*EXERCISE OBJECTIVE:*
Please carry on the piece about transparent coffee trade below from the point where it stops.

*TEXT PASSAGE:*
Friday, December 7, 2018

What Transparent Trade Looks Like

Dec. 7, 2018
The new wave of roasters want more cost transparency to complement their relationships to the farmers who grow their coffee. That's what we offer at Artisan Coffee Imports in a way that other importers cannot. At Artisan we focus on deep relationships and understanding of the countries and contexts where we work. Currently Rwanda, but soon to include others. We offer a closer connection, a deeper relationship through cost transparency, to the coffees we source. As we expand, we plan to replicate the model we've developed in Rwanda:
  • Receipts tracking how the money got to the farmers. Artisan sent $7,290 in mid-November to pay the $.30/KG green second payment to Ejo Heza farmers. Kopakama sends to Artisan the receipts showing conversion of the $7,290 to RWF at a Forex office and the bank receipt confirming the funds are deposited in Ejo Heza's local (Mushubati) SACCO account.
  • Signatures of the farmers themselves on lists with their names. Kopkama also sends the lists, broken out by sub-groups, of the women who received their share of the $7,290 mentioned above, in their hands, on November 30, 2018, during their general assembly. Click here to see the previous blog with photos and video!
Pay day!

Farmer Compensation Revisited:
This works for the second-payment. The other, more important piece of a farmer's compensation is the first payment -- the payment received for cherry as it's delivered. For example in Rwanda, this base cherry price can range from 150 - 400 Rwf/Kg cherry. A second payment typically ranges from 10 - 35 RWF/Kg cherry. In percentages:
  • base cherry price = 90 - 100% of farmer's compensation for coffee (many farmers receive no 2nd payment)
  • second payment = 5 - 10% of farmer's compensation for coffee
Obviously, the most important piece of a farmer's compensation in Rwanda (and many E. African countries) is the base cherry price. How that cherry price is set is a critical question. Is it based on pure competition for cherry in the market? No, it's usually a mix of government regulations and competitive forces. In cultures with low tolerance and understanding of competition and market economics, the former, (government regulations), tends to be the more dominant determinant of the farmer's cherry price (see paper referenced below). Unfortunately, two major hurdles are frequently encountered in origin countries:
  1. Lack of market data
  2. Overly heavy influence of a few, oligarchic players
These two factors can both, independently, weaken the government's ability to design and implement effective regulations, even when the government's intentions towards the farming community are positive. A recent paper in the Journal of Rural Studies delves deep into this topic in Rwanda.

[Dataset records on object locations]

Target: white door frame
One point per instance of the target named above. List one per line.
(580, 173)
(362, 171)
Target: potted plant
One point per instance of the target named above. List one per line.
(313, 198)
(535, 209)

*REPLY TO THE EXERCISE:*
Bette, one of Ejo Heza's leaders, meets Ritual's buyer, Aaron.

The New Wave Roasters: Junior's Roasted Coffee (JRC), Portland, OR, is an example of the trend we anticipate will continue. Daily Coffee News recently wrote about Mike Nelson's multi-year effort to bring deeper understanding of cost transparency to his coffee supply chain.

The picture that became clear to Nelson was that in order for JRC to purchase a grower's coffee at a price that allowed the farm to break even, a significant premium would have to be added to the going market price. "Given the longstanding relationship between the roaster and the producer, and that the coffee consistently cups up to Junior’s stringent standards, JRC was happy to pay more for the benefit of all involved, today and into the future."
“We were able to come up with a premium,” said Nelson. Nelson's importer was paying $3.25/lb. green to the farmer, and Nelson added an additional $.75 per pound green, to ensure break even on his coffee purchase." Thus, the producer in this case is receiving $4 per pound on this coffee. With the premium, the price JRC paid to the importer was $5.62 a pound. "Adding shipping, roast loss, labor, packaging, and everything else, this worked out to be an $8.10 per pound coffee [for Junior’s].” 

JRC's roasted coffee (consumer-facing) label says: 
"Coffee is traded as a commodity, trading for as low as $1.00/lb during the 2017/2018 season. This season, it cost the [producer name] $2.87/lb [green] to produce this coffee. We paid $4.00 /lb [green] directly to the [producer name] family to cover production costs and to help ensure future production."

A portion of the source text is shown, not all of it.